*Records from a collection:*
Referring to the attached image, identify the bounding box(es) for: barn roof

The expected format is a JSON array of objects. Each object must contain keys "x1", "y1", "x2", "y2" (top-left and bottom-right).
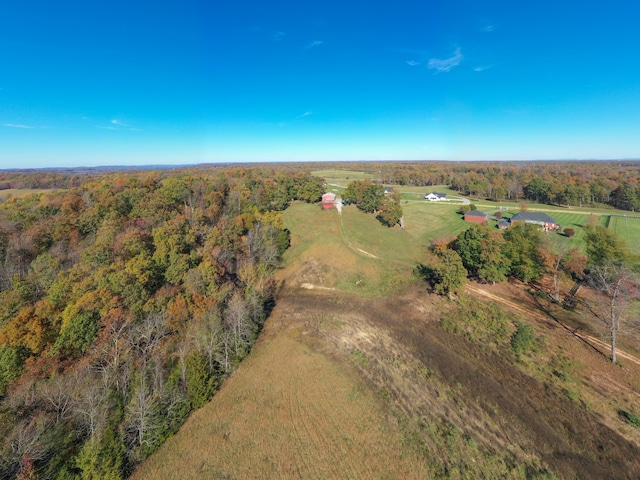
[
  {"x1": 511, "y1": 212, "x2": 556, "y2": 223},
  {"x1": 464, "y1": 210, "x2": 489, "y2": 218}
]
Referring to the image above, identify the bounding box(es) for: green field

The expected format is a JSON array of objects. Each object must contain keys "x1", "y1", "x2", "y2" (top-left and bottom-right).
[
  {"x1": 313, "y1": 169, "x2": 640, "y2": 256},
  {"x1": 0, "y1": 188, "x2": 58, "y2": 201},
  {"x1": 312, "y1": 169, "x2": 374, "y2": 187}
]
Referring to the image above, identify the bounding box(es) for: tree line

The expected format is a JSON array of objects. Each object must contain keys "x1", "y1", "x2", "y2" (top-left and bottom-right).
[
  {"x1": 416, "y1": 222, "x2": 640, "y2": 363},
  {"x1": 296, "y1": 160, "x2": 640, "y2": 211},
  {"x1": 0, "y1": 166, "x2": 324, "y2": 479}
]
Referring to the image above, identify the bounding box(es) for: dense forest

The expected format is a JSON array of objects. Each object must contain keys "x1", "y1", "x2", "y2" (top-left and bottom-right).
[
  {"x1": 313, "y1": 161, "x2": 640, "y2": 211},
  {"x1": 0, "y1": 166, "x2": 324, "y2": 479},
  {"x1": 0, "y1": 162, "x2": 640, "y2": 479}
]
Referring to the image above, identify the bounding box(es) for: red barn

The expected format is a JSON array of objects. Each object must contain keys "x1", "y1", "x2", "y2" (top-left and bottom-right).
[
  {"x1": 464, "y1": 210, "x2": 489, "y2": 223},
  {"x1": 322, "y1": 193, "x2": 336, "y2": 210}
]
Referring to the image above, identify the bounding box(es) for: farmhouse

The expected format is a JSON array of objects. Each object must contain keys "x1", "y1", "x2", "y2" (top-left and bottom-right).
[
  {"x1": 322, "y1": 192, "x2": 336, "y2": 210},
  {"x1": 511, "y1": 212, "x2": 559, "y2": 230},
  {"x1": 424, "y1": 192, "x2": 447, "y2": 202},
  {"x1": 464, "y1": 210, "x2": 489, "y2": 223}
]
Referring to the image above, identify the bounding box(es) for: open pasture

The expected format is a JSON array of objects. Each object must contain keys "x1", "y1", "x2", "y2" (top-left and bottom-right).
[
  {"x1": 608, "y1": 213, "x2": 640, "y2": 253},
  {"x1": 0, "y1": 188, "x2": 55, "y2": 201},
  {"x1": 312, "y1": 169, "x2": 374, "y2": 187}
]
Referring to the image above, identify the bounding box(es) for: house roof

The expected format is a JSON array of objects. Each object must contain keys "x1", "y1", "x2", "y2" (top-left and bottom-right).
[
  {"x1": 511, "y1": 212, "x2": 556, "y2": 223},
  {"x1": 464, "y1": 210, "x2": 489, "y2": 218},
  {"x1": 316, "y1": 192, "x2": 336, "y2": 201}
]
==
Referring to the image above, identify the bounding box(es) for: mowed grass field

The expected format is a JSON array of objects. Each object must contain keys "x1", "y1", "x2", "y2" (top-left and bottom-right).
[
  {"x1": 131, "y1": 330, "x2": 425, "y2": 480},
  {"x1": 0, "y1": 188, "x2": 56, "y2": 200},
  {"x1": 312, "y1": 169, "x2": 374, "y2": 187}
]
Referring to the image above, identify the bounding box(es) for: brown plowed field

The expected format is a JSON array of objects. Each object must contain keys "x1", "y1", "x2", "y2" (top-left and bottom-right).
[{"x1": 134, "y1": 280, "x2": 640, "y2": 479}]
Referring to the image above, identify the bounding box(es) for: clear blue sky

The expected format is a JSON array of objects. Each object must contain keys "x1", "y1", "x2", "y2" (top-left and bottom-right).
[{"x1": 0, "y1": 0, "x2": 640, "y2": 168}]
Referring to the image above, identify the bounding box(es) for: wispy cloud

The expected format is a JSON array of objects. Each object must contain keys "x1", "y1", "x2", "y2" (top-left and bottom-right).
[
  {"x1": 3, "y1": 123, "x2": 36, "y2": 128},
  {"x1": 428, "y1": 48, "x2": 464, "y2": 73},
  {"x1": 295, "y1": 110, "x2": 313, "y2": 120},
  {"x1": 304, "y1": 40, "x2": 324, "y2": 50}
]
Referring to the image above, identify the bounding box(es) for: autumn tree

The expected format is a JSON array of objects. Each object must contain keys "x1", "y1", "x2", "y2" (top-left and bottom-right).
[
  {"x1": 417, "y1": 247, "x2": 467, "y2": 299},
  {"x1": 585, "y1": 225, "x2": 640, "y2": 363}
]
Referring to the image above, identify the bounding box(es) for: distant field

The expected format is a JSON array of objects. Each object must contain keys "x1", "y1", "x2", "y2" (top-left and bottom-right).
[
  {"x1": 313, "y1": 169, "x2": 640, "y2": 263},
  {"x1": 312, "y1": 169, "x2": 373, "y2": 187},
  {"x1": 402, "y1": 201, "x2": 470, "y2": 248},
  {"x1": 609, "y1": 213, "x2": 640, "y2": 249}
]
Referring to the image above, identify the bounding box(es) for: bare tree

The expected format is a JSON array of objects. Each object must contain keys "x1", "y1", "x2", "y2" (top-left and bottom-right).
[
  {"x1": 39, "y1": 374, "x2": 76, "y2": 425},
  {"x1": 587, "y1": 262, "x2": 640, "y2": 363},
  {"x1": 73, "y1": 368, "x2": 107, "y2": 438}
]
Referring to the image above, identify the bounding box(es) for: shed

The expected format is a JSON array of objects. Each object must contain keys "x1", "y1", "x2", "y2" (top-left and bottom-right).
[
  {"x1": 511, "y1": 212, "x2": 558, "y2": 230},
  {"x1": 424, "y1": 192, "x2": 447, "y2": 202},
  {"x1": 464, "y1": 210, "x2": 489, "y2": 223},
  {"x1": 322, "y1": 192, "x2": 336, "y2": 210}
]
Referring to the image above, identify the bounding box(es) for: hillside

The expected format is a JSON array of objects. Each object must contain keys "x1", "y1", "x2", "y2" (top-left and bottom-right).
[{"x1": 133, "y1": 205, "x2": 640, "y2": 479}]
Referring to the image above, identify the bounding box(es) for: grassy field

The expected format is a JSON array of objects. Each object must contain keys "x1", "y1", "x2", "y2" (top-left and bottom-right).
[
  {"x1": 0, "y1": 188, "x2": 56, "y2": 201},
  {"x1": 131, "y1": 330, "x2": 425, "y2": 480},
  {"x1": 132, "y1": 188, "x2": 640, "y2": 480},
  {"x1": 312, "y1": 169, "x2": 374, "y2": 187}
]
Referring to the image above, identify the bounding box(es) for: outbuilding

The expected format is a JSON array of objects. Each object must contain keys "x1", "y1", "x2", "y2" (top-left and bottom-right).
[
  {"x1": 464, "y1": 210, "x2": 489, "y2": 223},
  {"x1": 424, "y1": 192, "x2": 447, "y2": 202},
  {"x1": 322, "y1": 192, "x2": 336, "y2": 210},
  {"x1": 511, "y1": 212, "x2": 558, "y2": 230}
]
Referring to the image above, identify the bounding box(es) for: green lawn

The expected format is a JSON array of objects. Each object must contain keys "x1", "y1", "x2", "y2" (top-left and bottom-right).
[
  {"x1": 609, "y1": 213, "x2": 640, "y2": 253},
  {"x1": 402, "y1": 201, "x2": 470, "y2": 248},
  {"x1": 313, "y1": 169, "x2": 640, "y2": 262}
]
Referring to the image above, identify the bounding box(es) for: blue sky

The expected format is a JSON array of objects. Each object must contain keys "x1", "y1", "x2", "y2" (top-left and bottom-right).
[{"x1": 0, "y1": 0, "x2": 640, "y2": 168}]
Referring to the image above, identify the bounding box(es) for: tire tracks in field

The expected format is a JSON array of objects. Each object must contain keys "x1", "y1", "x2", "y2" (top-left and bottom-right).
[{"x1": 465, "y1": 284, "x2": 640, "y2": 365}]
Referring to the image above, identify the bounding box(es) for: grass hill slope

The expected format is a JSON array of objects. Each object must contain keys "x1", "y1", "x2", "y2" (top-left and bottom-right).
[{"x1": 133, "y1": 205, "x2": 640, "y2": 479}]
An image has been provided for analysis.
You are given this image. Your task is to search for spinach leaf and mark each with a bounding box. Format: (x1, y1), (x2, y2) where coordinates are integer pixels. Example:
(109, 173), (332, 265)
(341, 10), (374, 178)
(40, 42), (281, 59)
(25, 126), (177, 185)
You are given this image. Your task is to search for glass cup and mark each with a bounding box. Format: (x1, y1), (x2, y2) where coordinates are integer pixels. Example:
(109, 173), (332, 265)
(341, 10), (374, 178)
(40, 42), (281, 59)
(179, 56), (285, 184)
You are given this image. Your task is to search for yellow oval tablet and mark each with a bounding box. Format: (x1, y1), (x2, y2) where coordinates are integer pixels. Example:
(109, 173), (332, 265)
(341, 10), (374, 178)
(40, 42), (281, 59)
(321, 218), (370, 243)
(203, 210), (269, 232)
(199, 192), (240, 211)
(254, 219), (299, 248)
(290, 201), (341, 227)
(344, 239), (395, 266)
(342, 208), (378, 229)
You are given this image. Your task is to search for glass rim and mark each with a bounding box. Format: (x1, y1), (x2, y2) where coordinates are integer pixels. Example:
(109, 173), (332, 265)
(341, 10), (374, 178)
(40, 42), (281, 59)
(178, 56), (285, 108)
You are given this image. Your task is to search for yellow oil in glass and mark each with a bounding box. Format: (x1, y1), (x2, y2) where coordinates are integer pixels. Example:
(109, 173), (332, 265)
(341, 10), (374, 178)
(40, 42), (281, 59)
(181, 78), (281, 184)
* * *
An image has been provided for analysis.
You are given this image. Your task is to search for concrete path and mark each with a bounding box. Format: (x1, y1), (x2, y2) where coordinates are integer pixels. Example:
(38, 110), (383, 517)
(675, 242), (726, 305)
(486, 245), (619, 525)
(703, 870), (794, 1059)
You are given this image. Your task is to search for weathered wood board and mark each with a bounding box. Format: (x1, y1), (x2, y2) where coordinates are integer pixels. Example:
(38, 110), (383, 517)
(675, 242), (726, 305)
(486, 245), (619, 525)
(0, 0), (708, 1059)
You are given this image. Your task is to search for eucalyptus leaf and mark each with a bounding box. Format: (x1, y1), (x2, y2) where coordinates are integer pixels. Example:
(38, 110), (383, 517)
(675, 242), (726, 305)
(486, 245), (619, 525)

*AIM:* Which lines in the records above contain the string "glass" with the same case? Gather each of them and copy it out in full.

*EXERCISE OUTPUT:*
You are given this image. Your task is to search for glass cup and mark each with a bounding box. Format: (x1, y1), (x2, y2) where coordinates are integer pixels. Example:
You are given this image. Your task is to search for glass rim and mark each with a bounding box. Format: (x1, y1), (x2, y2) where coordinates are integer pixels. Example:
You are given this image. Your task is to search for yellow oil in glass and mark each with a bounding box. Format: (x1, y1), (x2, y2) where coordinates are integer pixels. Example:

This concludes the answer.